» What is required:
Copy out every record below with complete accuracy.

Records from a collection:
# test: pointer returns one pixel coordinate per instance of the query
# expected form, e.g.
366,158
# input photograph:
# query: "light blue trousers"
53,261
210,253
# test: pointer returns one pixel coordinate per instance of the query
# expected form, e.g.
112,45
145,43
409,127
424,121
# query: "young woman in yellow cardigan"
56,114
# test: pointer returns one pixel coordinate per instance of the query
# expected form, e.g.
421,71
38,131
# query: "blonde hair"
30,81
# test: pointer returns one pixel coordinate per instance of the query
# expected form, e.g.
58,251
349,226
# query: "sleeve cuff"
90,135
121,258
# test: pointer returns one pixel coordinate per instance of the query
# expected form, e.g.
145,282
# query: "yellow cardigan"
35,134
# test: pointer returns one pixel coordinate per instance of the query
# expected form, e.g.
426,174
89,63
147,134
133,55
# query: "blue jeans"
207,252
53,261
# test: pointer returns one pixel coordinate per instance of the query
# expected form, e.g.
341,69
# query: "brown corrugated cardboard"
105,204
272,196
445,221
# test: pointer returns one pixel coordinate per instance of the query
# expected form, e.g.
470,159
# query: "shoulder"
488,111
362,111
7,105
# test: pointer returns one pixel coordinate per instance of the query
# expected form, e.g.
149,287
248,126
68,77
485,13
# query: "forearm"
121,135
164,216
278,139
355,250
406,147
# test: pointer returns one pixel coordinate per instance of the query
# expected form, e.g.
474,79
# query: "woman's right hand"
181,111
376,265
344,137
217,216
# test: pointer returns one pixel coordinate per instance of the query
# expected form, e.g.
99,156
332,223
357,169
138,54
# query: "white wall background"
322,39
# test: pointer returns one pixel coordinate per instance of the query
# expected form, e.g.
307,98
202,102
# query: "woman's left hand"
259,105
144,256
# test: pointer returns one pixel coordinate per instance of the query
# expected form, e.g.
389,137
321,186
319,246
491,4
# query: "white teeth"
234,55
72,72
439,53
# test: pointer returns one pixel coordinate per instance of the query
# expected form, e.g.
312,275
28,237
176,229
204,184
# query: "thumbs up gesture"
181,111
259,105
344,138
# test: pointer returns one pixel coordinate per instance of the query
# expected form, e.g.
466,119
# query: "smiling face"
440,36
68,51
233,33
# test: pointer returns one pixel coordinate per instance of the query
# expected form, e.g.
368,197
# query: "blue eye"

» Output for this task:
# test: pointer returns one pixel coordinate per instance of the query
# expected form, e.g.
366,158
# input photograph:
# query: "light blue trousers"
53,261
210,253
# test: pointer returns one pixel coordinate per instance of the query
# expected form, e.g.
112,45
145,43
409,127
424,121
# query: "young woman in yellow cardigan"
56,114
# test: pointer returns one pixel coordinate per instance of the query
# expected form, e.g.
421,71
38,131
# query: "blonde hair"
30,81
# test: pointer returns one pixel coordinate per instance of the query
# expected form, e.g.
58,251
349,226
# query: "sleeve cuff"
90,135
121,258
# test: pointer returns one pixel coordinate per instance of the query
# expected form, e.g.
145,282
# query: "yellow cardigan"
35,134
# test: pointer returns one pixel coordinate per instance of the query
# expected form, e.g.
426,174
89,63
147,134
133,55
# query: "blue jeans"
207,252
53,261
# test: pointer returns one pixel coordinate per instance of the query
# expected form, e.g.
341,69
# query: "brown corrugated cardboard"
105,204
272,196
445,221
# test: pointer returns one pixel coordinate per instance of the query
# expected form, e.g.
470,159
# query: "shoulder"
488,111
362,111
7,105
# test: pointer returns one pixel coordinate per instance of the query
# expected form, e.g.
149,287
248,126
68,77
485,13
# query: "forearm"
121,135
164,216
278,139
355,250
406,147
# test: pointer returns one pixel coordinate per instance of the query
# expected form, e.g.
474,79
# query: "woman's right hand"
181,111
376,265
344,137
217,216
# test: pointer returns one pixel coordinate per instance of the query
# expected form, e.g.
99,156
332,223
357,169
138,54
# query: "white wall background"
322,39
# test: pointer returns one pixel coordinate per instance of the query
# expected form, e.g.
307,98
202,102
# query: "woman's left hand"
259,105
144,256
# test: pointer returns one pixel coordinate per instance of the query
# expected form, e.g.
389,137
321,186
319,246
491,4
# query: "white teeth"
234,55
72,72
439,53
# test: pointer returns one pixel coordinate per instance of the query
# expected form, e.g.
312,275
28,237
176,229
204,184
# query: "thumbs up gesture"
181,111
259,105
344,138
# test: pointer returns one pixel coordinate per instance of the query
# expected form, e.g.
466,119
# query: "smiling face"
440,36
68,51
233,33
# test: pointer returns one pixel coordinate per instance of the query
# expected form, e.g.
368,197
# query: "blue eye"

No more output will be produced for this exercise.